WRITTEN EXERCISE:
Copy out the entries below word for word, starting at the line that contains "Find the bird's eye" and stopping after the last line of the entries.

--

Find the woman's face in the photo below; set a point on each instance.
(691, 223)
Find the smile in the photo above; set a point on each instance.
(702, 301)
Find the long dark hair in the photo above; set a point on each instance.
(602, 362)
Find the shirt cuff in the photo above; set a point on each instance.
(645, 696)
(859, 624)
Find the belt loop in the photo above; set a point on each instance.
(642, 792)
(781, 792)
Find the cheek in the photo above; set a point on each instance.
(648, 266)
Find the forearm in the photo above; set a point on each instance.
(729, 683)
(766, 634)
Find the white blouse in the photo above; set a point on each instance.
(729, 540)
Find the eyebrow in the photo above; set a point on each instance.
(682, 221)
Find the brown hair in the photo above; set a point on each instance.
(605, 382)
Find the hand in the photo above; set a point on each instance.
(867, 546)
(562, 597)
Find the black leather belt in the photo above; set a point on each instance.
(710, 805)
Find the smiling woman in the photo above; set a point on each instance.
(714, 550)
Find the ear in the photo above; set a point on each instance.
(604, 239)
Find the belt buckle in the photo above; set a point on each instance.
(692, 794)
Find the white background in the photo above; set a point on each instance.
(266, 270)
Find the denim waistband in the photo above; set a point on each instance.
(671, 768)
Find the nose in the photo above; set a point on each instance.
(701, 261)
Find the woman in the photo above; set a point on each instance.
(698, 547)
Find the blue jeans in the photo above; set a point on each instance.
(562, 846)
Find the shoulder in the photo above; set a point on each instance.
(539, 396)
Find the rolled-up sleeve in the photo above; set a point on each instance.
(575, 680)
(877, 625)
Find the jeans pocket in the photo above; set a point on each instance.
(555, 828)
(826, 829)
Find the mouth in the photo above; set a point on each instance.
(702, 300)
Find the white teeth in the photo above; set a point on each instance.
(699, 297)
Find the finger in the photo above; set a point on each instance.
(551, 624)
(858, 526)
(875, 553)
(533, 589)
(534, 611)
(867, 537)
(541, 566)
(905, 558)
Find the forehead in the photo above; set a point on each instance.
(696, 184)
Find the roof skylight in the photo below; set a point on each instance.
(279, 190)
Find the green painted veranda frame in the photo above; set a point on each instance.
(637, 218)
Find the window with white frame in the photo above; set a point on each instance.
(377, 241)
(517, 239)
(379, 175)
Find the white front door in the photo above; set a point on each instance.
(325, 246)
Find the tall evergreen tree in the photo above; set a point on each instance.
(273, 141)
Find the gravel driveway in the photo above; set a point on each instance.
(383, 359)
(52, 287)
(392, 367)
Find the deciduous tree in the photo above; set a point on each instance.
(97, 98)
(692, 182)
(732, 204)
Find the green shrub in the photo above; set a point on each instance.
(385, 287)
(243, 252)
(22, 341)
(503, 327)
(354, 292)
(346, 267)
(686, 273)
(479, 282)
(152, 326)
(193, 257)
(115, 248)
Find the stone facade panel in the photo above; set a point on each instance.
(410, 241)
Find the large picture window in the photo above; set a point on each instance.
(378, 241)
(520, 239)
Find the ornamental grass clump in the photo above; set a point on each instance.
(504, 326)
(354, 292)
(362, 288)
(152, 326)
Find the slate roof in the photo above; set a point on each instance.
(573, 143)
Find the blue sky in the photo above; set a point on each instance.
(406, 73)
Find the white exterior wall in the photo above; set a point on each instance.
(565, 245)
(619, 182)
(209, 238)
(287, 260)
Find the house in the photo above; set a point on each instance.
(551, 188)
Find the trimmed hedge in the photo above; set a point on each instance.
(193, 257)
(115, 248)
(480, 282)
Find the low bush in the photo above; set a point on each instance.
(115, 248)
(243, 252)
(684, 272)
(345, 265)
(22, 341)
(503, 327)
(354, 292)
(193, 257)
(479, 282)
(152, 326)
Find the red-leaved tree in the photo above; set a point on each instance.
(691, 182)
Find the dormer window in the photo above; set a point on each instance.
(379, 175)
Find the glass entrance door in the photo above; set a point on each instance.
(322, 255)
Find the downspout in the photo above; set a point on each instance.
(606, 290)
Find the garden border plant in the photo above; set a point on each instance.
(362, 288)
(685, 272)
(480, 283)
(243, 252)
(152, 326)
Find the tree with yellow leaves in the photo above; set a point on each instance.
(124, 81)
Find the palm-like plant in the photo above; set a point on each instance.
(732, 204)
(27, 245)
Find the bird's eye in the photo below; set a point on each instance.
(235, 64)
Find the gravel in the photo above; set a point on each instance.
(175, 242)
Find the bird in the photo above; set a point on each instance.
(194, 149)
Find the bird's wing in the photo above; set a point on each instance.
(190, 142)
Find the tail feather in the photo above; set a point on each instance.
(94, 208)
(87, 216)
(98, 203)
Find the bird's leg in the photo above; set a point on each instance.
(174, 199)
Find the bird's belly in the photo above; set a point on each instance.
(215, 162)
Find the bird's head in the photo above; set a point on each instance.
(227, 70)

--

CORRECT RESULT:
Find the bird's eye in the photo below; set a point on each instance.
(235, 64)
Find the gravel in the photo above; set a point on each instance.
(175, 242)
Find the bird in the photo above; set a point on each instance.
(194, 149)
Find the bird's wing in the photo above; set a point on each instance.
(190, 142)
Find the tail feather in the photo above; set a point on each instance.
(94, 208)
(87, 216)
(98, 203)
Find the bird's leg in the photo above; set a point on each instance.
(174, 199)
Find the bird's belly in the photo above; set a point on each instance.
(215, 162)
Find the bird's head in the photo above; set a point on each instance.
(227, 70)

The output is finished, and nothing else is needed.